What the task asks:
When you find the word "mouth" in a line of the entries, please copy the whole line.

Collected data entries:
────────────────────

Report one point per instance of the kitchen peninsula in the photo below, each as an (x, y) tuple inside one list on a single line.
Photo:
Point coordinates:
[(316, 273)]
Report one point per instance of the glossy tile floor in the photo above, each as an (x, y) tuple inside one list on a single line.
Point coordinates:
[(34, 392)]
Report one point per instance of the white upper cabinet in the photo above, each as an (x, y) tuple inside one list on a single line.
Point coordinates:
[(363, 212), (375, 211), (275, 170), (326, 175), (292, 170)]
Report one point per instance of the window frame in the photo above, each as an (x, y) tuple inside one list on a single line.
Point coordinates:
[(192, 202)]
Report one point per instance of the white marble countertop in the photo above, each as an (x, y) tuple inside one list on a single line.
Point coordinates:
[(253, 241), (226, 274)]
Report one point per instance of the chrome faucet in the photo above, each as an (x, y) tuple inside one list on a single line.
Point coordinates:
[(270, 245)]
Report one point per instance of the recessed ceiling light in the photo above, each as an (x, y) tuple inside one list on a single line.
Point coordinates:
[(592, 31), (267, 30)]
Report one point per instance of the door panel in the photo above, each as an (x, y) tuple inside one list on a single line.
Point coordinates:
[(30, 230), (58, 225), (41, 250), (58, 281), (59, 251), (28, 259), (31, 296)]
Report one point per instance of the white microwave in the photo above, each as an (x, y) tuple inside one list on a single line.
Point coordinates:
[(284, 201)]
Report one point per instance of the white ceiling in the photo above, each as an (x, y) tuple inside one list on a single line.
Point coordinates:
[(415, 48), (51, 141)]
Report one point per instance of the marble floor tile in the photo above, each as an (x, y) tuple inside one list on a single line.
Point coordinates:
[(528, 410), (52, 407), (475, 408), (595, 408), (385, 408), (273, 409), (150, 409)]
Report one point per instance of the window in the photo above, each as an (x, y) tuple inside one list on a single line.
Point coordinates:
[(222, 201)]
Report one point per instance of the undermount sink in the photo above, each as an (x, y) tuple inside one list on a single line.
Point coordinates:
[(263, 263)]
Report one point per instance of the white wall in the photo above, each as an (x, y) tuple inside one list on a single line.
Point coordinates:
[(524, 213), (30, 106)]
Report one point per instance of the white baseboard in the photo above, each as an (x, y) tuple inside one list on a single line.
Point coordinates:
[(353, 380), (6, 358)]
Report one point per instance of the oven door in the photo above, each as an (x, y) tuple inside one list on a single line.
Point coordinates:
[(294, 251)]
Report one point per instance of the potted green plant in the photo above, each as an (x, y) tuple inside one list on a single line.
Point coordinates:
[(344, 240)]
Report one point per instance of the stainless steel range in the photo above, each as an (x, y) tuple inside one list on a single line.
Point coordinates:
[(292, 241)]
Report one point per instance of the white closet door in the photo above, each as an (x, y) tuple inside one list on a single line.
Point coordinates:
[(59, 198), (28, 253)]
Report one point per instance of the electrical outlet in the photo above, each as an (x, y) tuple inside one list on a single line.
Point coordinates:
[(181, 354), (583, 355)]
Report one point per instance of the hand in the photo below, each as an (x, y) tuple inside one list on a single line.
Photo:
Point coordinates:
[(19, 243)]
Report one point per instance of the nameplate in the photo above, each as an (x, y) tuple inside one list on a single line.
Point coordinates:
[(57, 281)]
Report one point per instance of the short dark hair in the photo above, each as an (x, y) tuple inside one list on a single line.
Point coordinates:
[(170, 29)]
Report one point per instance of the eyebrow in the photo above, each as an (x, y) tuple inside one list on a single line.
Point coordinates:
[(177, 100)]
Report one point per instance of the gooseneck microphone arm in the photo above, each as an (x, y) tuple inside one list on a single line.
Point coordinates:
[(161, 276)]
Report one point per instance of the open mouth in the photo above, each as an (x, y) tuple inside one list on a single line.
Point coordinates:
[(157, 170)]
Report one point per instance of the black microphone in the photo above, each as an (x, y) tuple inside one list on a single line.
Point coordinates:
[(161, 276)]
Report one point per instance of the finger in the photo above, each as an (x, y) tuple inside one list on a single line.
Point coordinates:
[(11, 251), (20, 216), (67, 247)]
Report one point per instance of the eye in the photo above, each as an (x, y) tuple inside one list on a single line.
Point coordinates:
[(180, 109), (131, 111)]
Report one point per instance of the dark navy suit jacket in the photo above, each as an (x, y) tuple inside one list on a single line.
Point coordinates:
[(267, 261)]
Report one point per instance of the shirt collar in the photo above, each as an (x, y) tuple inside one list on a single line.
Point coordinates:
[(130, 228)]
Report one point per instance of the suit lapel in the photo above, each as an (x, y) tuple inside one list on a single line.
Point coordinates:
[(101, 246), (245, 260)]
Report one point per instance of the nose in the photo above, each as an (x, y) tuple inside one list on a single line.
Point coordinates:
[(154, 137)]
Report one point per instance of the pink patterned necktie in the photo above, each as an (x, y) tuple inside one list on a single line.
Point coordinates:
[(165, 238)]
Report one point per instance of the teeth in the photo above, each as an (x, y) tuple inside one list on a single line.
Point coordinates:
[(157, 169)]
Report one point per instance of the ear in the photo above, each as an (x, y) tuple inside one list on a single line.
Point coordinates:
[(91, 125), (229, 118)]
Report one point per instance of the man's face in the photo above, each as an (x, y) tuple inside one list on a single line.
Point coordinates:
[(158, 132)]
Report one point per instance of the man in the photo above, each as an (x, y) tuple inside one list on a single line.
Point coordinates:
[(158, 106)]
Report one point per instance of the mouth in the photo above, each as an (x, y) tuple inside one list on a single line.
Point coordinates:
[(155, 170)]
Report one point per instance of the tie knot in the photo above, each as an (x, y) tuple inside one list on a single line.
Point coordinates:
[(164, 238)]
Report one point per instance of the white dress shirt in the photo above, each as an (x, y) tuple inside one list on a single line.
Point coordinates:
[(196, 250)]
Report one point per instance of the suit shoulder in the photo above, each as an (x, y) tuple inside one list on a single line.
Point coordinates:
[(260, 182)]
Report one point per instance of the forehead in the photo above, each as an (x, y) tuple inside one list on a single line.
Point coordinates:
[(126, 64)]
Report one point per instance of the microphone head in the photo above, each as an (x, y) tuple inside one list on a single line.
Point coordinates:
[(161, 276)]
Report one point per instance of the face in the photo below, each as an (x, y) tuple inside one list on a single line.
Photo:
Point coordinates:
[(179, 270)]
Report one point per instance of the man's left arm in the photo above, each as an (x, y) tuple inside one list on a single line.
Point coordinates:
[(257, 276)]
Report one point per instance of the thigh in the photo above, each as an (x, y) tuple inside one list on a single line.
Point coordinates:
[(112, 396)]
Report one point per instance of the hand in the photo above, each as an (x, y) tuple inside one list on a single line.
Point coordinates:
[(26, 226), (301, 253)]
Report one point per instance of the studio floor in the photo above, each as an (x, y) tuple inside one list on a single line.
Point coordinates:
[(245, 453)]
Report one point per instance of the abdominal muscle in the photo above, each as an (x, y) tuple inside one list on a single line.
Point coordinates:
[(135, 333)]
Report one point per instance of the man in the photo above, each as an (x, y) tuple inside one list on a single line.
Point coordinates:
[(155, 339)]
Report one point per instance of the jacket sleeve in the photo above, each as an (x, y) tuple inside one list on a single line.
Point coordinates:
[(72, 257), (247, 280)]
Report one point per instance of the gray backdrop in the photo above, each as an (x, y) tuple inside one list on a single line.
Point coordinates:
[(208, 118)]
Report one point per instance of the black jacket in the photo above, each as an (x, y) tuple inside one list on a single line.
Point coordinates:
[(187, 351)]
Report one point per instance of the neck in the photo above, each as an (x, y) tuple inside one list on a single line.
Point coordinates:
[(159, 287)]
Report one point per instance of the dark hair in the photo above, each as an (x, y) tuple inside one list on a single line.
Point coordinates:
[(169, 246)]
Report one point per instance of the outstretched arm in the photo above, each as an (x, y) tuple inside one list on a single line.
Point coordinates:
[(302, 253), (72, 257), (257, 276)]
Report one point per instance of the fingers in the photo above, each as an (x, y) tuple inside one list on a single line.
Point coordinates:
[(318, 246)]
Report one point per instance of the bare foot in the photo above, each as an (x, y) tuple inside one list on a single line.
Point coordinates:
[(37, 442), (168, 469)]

────────────────────

Solution for this exercise:
Report one point per instance of the open mouth in the photo above, each as an (x, y) tuple inside one list on a single line.
Report one point per instance of the mouth in the photo above, each as an (x, y) tuple inside one list on a single line.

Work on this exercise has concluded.